[Instructions]
A. Check each statement against the columnar databases passage and answer yes or no, quoting the words that decide it: (i) the example table holds 100 million rows; (ii) the assumed average disk read speed is 100 MB per second; (iii) the row size estimate includes indexing overhead.
B. Carry on the columnar databases passage from the point where it stops.

[Provided text]
_ _ _ _ _
Columnar databases

Columnar databases have existed since the 90s, but came to prominence after the release of Google Bigtable as mentioned earlier. They are, in essence, a method of storing data that is optimized for querying very large volumes of data in a fast and efficient manner relative to row-based/tuple-based storage.

The benefits of columnar databases, or more concretely storing each column of data independently, can be illustrated with a simple example.

Consider a table consisting of 100 million household addresses and phone numbers. Consider also a simple query that requires the user to find the number of households in the state of New York, in the city of Albany, built after 1990. We'll create a hypothetical table to illustrate the difference in querying the data row by row versus column by column.

Hardware characteristics:

Average disk read speed: 200 MB per second

Database characteristics:

Table name: housedb

  • Total rows = 100 million
  • Total rows with State NY = Two million
  • Total rows with State NY and City Albany = 10,000
  • Total rows with State NY and City Albany and YearBuilt > 1990 = 500

Data size:

Let us assume that the size of each of the data of each row is as follows:

  • PlotNumber, YearBuilt each = 8 bytes = total 16 bytes
  • Owner, Address, State and City each = 12 bytes = Total 48 bytes
  • Net size in bytes of each row = 16 + 48 = 64 bytes

Note that the actual size will be higher, as there are several other considerations such as indexing and other table optimizations and related overheads that we won't consider here for the sake of simplicity.

We will also assume that the columnar database maintains an implicit row index that permits querying the data at certain indices in each column vector.

The following table shows the first 4 records:

PlotNumber

Owner

Address

State

City

YearBuilt

1

John

1 Main St.

WA

Seattle

1995

2

Mary

20 J. Ave.

NY

Albany

1980

3

Jane

5 45th St.

NY

Rye Brook

2001

4

John

10 A. Blvd.

CT

Stamford

2010

 

In total, the table has 100 million records. The last few are shown as follows:

PlotNumber

Owner

Address

State

City

YearBuilt

99999997

Jim

23 B. Lane

NC

Cary

1995

99999998

Mike

5 L. Street

NY

Syracuse

1993

99999999

Tim

10 A. Blvd.

NY

Albany

2001

100000000

Jack

10 A. Blvd.

CT

Stamford

2010

 

The query we will run against this dataset is as follows:

select * from housedb where State like 'NY' and City like 'Albany' and YearBuilt > 1990 

Scenario A: Searching row by row

In the first scenario, if we did a naïve row-by-row search, since the data for each column is not stored separately, but the data for each row is scanned, we would have to query across:

100 million * 64 bytes (size of each row in bytes) = 6,400 million bytes = approximately 6000 MB of data

At a disk read speed of say, 200 MBps, this means it would take approximately 6000 / 200 = 30 seconds to read all the records to find the matching entries.
_ _ _ _ _
[Information provided]
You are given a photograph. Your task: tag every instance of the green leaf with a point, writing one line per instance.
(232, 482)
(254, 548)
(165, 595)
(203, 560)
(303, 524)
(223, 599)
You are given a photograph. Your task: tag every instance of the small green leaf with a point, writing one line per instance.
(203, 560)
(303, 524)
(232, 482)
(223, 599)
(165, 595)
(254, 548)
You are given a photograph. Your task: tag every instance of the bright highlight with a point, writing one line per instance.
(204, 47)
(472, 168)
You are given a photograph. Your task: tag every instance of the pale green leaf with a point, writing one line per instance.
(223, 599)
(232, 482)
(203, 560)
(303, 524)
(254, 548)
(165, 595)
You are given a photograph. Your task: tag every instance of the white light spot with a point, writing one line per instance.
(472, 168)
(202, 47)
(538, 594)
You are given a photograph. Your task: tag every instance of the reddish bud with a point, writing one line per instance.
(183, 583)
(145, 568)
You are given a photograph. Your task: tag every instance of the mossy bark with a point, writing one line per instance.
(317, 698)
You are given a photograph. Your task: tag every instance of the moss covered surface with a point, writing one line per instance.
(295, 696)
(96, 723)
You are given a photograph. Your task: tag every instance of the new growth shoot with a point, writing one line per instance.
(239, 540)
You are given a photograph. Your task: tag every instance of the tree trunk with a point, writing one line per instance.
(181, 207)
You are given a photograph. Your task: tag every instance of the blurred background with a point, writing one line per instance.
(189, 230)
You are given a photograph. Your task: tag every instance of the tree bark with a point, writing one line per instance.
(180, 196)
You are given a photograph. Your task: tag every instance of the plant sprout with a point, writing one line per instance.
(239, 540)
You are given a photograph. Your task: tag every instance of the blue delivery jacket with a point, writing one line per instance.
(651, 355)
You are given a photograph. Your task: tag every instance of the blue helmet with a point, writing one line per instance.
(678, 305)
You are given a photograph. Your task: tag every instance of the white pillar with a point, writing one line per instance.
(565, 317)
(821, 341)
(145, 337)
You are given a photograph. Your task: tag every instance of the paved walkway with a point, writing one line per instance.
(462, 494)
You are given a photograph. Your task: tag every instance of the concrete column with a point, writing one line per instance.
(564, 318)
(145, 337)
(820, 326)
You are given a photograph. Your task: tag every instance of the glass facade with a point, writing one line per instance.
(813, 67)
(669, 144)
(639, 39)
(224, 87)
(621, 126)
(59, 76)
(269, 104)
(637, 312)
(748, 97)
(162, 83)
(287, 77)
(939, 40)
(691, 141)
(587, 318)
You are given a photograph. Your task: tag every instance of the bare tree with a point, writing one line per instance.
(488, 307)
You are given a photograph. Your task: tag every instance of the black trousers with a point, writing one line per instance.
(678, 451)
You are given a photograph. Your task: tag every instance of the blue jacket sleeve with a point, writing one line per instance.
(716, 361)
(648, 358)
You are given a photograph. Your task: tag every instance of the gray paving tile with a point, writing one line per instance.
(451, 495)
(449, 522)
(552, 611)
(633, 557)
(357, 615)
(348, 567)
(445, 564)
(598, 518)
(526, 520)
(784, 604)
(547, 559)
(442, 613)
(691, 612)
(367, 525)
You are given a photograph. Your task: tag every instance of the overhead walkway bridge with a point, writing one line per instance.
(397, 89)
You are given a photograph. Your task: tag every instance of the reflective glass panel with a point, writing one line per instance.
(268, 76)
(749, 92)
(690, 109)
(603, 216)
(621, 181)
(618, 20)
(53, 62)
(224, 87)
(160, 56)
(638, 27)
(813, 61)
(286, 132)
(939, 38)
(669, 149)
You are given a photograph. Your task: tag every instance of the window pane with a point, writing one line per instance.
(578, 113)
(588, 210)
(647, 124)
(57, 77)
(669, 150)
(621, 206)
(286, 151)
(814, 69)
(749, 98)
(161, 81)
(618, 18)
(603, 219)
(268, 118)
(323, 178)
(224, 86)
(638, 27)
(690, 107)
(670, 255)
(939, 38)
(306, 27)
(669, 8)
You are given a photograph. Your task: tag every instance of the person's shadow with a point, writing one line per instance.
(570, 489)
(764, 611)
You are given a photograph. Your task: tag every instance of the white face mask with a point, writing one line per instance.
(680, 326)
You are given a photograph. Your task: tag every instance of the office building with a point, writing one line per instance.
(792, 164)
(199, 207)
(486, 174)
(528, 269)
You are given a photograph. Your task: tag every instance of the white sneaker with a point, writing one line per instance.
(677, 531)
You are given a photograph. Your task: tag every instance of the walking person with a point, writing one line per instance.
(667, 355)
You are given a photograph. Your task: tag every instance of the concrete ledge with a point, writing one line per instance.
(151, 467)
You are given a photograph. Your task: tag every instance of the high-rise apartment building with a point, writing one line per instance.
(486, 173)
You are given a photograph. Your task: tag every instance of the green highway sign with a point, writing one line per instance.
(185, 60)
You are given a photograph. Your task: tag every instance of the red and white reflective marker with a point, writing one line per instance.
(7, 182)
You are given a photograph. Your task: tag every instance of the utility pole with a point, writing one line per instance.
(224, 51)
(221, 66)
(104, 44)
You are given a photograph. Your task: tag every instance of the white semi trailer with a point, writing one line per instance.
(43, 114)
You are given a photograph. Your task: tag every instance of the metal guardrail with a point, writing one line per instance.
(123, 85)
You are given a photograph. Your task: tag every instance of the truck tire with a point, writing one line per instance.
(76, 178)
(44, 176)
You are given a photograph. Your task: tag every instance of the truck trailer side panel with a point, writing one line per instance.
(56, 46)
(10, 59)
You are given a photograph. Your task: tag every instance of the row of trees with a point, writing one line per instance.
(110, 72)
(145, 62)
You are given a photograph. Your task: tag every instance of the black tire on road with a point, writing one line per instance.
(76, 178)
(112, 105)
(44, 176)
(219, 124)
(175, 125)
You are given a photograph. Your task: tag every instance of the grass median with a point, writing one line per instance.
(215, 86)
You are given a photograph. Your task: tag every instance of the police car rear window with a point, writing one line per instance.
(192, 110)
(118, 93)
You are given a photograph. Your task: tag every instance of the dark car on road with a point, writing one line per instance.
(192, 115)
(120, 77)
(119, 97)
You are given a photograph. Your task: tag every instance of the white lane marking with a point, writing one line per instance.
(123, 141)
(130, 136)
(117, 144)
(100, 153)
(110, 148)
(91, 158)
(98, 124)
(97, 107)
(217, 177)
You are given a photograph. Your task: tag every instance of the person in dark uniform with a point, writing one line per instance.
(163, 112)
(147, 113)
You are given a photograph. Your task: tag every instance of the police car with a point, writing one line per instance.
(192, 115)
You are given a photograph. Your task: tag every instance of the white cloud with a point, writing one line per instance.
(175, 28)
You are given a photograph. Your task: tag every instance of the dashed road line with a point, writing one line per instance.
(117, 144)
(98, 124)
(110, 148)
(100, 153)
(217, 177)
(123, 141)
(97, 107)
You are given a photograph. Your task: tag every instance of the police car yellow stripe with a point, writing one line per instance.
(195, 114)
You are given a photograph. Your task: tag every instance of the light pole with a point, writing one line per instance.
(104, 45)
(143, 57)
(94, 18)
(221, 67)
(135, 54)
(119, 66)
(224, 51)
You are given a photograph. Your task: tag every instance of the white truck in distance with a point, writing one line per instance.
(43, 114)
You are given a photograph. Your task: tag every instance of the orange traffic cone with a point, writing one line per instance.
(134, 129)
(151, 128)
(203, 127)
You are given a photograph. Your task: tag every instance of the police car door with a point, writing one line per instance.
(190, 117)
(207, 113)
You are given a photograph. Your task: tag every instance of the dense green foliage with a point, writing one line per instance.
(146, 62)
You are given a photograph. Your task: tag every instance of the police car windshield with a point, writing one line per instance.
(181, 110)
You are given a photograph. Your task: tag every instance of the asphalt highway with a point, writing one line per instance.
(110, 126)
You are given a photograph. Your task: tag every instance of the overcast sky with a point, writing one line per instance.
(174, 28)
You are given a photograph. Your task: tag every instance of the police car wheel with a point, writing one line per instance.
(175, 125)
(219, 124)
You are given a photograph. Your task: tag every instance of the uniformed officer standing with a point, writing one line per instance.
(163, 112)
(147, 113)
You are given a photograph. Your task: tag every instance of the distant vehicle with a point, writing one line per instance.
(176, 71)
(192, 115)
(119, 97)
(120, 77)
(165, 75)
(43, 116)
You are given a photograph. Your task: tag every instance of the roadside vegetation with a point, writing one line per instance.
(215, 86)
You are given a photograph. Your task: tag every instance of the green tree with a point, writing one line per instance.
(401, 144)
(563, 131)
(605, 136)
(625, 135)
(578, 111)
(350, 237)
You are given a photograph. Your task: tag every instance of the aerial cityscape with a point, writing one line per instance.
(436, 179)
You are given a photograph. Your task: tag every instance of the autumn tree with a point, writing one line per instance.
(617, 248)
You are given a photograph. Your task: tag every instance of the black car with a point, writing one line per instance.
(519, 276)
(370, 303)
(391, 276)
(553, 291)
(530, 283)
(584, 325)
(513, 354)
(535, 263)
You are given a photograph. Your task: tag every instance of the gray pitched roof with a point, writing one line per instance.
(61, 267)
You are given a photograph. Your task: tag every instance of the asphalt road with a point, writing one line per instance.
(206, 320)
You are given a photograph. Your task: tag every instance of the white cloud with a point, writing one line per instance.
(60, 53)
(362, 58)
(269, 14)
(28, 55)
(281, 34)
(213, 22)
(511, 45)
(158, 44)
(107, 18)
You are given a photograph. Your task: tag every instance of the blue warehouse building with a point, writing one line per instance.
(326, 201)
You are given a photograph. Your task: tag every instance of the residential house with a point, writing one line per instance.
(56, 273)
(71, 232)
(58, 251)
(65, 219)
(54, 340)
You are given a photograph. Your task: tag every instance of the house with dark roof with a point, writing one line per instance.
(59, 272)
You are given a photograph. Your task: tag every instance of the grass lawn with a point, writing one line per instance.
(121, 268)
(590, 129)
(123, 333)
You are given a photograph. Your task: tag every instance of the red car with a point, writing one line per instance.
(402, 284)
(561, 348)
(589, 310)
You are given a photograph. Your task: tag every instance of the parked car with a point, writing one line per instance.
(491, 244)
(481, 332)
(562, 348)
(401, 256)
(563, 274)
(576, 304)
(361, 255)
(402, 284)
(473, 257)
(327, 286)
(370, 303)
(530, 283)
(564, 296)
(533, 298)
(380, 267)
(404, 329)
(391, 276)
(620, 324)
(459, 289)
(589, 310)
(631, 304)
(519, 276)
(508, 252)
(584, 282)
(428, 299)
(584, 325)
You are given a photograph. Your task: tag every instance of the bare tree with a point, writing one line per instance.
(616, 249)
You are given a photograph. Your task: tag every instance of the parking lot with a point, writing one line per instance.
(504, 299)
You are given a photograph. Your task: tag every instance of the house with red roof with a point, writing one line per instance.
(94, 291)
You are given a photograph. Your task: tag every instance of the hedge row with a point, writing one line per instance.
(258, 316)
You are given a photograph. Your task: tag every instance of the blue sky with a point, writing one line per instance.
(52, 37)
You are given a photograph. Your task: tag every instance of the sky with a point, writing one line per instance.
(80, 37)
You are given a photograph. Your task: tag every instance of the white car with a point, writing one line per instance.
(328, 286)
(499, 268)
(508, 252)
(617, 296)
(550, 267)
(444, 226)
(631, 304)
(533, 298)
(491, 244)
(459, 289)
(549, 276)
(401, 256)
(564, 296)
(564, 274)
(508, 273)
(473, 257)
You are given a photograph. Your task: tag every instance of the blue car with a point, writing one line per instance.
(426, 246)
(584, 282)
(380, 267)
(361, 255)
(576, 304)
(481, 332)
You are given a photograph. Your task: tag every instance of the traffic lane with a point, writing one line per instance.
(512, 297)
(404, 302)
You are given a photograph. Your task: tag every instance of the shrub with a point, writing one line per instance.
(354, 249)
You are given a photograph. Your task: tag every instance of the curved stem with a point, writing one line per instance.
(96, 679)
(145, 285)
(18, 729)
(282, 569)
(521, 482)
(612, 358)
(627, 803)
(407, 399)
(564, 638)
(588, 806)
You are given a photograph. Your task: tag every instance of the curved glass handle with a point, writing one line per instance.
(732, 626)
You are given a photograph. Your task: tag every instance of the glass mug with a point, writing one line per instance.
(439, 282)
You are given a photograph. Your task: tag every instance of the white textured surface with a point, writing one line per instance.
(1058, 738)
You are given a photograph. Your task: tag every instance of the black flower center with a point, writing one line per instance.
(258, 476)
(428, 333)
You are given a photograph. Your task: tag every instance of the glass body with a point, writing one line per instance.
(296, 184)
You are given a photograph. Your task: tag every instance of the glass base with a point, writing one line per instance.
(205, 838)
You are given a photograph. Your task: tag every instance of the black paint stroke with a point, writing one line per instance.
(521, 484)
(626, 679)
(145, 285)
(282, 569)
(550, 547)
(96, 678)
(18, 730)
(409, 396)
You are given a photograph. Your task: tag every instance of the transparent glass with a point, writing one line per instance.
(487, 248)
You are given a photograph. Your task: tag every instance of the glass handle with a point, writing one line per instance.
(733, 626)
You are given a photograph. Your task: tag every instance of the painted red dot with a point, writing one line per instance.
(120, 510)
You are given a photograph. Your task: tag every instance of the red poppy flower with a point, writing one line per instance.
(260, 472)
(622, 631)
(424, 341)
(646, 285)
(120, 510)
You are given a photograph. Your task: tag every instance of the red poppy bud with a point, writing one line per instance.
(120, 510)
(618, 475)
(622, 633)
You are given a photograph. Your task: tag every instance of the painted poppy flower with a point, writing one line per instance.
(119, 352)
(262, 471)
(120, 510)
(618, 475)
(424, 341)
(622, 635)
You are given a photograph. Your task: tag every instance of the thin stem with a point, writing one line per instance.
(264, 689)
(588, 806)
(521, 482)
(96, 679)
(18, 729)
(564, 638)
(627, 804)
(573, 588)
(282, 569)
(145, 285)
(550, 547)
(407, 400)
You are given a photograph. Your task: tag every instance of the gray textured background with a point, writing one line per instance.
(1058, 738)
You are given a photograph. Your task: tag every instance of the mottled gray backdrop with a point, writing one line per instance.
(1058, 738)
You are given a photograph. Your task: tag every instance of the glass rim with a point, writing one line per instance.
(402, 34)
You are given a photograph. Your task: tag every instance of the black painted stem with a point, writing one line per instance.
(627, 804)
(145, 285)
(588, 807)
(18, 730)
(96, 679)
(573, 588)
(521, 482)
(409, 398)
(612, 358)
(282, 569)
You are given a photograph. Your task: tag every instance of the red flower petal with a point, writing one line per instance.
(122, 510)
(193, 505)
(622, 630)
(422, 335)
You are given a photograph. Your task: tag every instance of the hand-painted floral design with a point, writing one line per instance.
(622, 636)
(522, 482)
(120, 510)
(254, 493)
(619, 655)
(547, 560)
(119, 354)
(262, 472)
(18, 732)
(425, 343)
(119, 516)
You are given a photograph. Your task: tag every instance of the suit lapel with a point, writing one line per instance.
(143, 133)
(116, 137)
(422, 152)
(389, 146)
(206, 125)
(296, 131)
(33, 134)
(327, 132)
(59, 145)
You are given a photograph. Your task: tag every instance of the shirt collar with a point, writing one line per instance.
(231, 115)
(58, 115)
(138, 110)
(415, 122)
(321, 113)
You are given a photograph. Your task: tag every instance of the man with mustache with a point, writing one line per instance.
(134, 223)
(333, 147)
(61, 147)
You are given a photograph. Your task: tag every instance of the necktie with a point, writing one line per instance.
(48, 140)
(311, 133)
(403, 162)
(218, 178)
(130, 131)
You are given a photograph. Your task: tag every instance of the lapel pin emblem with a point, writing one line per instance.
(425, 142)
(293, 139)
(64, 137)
_ _ _ _ _
[Task-by-task answers]
A.
(i) Yes: "Total rows = 100 million".
(ii) No: "Average disk read speed: 200 MB per second".
(iii) No: "Note that the actual size will be higher, as there are several other considerations such as indexing and other table optimizations and related overheads that we won't consider here for the sake of simplicity."

B.
Scenario B: Searching column by column

Assuming each column of data resides in individual files representing the respective columns, we will look each where clause individually:

select * from housedb where State like 'NY' and City like 'Albany' and YearBuilt > 1990 
  1. Where clause part 1: where State like 'NY'

The State column, as described earlier, has 100 million entries each of size 12 bytes.

In this case, we only need to search across:

100 million * 12 bytes = 1,200 million bytes = 1,000 MB of data.

At a data read rate of 200 MBps, this would take 200 MB, and it would take 1000 / 200 = 5 seconds to read the column of data.

This returns two million records (as noted earlier database characteristics)

  1. Where clause part 2: City like 'Albany'

In the preceding step, we had narrowed our window of search to two million records that satisfied the criteria of State NY. In the second where clause step, now, we need not query across all 100 million records. Instead, we can simply look at the two million records that satisfied the criteria to determine which ones belong to City Albany.

In this case, we only need to search across:

2 million * 12 bytes = 24 million bytes = approximately 20 MB of data.

At a data read rate of 200 MBps, this would take 0.1 seconds.

This returns 10,000 records (as noted earlier in Database Characteristics).

  1. Where clause part 3: YearBuilt > 1990

In the preceding step, we further narrowed our window of search to 10,000 records fulfilling both the criteria of State NY and City Albany. In this step, we will query 10,000 records in the YearBuilt column to find which ones fulfil the criteria of YearBuilt > 1990.

In this case, we only need to search across:

10,000 * 16 bytes = 160,000 bytes = approximately 150 KB of data.

At a data read rate of 200 MBps, this would take 0.00075 seconds, which we can round to zero seconds.

Hence, the net time spent in querying across the data was:

  • Where clause part 1: where State like 'NY' - five seconds
  • Where clause part 2: City like 'Albany' - 0.1 seconds
  • Where clause part 3: YearBuilt > 1990 - zero seconds

Net time taken to read the data = 5.1 seconds.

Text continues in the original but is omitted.